## Data records

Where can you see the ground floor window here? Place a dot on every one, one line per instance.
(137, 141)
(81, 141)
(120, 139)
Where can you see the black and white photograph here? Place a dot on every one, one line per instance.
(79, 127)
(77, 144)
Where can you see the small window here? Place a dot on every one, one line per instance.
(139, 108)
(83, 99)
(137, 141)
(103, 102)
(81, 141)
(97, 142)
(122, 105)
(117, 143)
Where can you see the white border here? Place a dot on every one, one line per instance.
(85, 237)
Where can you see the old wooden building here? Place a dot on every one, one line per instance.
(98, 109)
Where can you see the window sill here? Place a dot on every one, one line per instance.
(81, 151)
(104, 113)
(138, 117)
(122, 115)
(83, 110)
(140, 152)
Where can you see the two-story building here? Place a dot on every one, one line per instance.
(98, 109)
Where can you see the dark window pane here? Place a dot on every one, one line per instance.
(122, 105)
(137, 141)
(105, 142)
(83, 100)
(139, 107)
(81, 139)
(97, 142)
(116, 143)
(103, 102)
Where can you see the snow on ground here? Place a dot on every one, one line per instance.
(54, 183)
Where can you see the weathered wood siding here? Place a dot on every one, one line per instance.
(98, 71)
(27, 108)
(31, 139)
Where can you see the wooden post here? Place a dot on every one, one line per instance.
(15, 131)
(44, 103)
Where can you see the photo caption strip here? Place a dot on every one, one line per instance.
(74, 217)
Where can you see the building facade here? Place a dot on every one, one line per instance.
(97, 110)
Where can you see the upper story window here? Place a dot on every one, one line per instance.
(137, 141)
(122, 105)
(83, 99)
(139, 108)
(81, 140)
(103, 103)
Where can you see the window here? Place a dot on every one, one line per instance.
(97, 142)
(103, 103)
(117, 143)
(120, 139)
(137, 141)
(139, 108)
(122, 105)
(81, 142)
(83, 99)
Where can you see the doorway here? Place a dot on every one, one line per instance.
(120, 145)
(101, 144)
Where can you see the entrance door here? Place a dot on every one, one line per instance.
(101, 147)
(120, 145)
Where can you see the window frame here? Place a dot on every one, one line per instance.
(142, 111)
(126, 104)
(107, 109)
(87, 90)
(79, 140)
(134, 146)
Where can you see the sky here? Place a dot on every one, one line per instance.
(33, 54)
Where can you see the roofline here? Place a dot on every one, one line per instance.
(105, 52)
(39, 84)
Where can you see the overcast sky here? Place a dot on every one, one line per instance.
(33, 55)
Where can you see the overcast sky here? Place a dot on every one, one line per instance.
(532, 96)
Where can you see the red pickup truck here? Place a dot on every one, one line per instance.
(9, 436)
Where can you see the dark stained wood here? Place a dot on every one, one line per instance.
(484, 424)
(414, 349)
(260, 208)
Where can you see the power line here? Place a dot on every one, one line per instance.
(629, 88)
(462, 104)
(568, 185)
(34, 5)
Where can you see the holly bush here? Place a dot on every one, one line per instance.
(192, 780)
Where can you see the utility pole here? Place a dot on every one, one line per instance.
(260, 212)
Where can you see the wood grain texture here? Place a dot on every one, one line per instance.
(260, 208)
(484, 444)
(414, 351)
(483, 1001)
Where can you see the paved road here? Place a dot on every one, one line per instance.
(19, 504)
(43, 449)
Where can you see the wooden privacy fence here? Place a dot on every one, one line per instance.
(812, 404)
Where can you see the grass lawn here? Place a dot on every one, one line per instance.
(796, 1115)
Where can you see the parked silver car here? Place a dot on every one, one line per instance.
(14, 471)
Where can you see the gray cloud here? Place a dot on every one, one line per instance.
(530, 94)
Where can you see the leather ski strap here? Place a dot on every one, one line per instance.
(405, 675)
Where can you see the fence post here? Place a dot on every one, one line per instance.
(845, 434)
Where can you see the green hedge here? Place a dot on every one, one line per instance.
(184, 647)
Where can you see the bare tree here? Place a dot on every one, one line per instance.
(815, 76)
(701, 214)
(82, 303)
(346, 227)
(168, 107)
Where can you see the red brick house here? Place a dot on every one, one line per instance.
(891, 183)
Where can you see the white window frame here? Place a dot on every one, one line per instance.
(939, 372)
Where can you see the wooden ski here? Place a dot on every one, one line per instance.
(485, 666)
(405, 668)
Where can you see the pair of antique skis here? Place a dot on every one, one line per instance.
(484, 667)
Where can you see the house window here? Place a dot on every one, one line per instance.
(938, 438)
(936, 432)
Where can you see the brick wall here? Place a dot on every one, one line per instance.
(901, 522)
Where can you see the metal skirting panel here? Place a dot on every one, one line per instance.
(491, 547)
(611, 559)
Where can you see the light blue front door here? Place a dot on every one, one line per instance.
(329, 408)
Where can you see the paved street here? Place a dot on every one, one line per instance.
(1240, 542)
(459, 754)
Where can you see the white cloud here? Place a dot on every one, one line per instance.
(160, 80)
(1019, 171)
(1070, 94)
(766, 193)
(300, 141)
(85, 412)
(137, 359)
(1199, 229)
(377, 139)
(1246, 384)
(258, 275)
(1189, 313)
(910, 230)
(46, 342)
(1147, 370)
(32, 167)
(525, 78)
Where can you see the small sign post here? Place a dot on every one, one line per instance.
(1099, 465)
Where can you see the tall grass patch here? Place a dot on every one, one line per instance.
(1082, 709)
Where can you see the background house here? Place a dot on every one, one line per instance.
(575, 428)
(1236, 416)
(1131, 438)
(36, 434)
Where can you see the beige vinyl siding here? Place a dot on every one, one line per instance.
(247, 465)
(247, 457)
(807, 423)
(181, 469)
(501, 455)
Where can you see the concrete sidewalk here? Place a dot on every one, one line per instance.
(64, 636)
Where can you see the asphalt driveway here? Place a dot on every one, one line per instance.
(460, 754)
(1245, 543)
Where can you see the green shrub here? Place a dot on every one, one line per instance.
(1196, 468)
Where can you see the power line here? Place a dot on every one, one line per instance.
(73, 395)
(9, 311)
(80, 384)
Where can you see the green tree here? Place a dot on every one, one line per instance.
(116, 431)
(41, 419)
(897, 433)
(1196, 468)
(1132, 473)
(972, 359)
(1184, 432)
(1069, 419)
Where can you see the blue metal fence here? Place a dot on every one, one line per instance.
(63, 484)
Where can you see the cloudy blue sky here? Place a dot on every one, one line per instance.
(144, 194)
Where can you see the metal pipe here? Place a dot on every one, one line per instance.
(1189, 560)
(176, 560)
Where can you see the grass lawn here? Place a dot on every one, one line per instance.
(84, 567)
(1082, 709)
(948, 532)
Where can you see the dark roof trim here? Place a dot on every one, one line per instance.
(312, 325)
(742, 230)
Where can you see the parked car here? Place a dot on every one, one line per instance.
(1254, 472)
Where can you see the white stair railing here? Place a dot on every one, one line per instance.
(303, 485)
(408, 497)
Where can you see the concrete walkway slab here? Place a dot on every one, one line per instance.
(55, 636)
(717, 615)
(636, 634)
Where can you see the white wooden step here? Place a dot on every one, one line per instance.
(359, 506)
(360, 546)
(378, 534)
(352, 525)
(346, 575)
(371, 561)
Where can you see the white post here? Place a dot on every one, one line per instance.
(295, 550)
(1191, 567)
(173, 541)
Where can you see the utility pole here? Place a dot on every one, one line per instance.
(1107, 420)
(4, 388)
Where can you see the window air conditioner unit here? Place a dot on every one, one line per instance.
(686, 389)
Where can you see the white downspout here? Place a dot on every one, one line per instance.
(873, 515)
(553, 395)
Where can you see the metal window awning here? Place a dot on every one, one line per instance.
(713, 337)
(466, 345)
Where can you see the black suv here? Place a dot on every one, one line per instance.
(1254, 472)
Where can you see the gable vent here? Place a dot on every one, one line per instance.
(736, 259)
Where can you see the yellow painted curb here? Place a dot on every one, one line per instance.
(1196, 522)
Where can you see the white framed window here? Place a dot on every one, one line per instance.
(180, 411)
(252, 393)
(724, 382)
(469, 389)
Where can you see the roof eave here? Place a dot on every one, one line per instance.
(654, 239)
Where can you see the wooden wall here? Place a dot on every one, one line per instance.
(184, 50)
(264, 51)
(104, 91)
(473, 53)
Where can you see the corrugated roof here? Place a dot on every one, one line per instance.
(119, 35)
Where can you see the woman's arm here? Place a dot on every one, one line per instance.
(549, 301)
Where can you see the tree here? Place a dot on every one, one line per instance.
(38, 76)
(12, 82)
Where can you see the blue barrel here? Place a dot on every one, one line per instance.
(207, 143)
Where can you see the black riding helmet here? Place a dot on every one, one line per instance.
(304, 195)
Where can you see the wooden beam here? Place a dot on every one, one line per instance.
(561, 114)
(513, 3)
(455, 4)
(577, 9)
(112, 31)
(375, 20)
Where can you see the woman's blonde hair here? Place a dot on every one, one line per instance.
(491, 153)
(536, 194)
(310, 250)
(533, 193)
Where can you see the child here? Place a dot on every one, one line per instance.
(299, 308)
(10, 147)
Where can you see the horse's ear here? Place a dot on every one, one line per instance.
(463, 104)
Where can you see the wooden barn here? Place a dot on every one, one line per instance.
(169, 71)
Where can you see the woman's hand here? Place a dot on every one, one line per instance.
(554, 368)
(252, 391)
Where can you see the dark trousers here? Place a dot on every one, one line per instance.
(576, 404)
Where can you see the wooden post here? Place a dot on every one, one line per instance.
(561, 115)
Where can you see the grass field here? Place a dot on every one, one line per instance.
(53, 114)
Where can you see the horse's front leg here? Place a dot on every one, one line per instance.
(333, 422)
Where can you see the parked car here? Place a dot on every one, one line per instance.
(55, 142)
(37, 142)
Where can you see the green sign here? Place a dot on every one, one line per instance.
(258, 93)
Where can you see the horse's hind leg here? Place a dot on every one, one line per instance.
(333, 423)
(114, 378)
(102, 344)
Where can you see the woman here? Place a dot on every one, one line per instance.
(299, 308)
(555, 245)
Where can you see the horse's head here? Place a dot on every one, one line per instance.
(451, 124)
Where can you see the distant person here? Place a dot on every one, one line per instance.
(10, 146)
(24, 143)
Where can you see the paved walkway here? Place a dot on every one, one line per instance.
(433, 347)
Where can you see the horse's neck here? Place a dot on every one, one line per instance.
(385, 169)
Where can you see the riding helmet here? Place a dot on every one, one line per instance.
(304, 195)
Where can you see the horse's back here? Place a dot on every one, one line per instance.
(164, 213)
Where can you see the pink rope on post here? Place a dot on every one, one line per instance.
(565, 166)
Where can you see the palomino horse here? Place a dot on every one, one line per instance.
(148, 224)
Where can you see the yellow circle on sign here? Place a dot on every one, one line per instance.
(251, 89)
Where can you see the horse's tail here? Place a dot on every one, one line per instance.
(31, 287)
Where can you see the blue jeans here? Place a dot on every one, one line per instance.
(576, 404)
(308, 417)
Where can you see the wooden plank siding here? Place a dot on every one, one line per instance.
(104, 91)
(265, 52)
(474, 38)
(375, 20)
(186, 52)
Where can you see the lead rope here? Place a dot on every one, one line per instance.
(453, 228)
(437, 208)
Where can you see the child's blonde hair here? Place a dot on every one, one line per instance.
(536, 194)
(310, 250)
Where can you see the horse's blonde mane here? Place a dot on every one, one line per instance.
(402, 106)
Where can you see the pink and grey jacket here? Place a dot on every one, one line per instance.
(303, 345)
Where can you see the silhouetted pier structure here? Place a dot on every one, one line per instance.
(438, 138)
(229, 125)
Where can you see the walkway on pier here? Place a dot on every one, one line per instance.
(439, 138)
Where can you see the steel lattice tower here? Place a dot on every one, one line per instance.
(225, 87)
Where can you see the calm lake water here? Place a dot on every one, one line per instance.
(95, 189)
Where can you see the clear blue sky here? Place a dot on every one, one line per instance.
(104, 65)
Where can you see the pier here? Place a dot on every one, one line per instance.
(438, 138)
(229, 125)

## Description of the task
Begin with the line containing "Where can you see the palomino" and repeat each line exactly until the records above end.

## Answer to the problem
Where can you see the palomino horse here? Place a dot on every one, one line per instance.
(148, 224)
Where can you see the yellow circle on sign here? Place a dot on every one, one line per instance.
(251, 89)
Where can you see the horse's tail here? Place a dot on every one, one line per instance.
(31, 287)
Where can you see the blue jeans here? Place a dot on every one, one line per instance.
(576, 404)
(308, 417)
Where can you see the wooden plank siding here? Place a dot on every one, one line per instance.
(104, 91)
(265, 52)
(474, 38)
(375, 20)
(186, 52)
Where can you see the lead rope here? Place a dot on every one, one line per instance.
(453, 228)
(437, 208)
Where can you see the child's blonde hair here? Place a dot on every one, one line per instance.
(536, 194)
(310, 250)
Where can you see the horse's blonde mane here? Place a dot on every one, one line per instance.
(402, 106)
Where can you see the pink and grey jacket here? Place a dot on every one, one line per instance.
(303, 345)
Where can you see the silhouetted pier structure here? Place a dot on every one, one line per instance.
(438, 138)
(229, 125)
Where can you see the walkway on pier here? Place a dot on every one, one line per instance.
(439, 138)
Where can you see the steel lattice tower here? Place a dot on every one, one line per instance.
(225, 87)
Where can you see the calm lake water here? Place a dot on every one, one line per instance.
(95, 189)
Where can you see the clear blue sky here? Place a dot on every one, one line per instance.
(104, 65)
Where can you see the pier here? Place a dot on every one, one line per instance.
(438, 138)
(229, 125)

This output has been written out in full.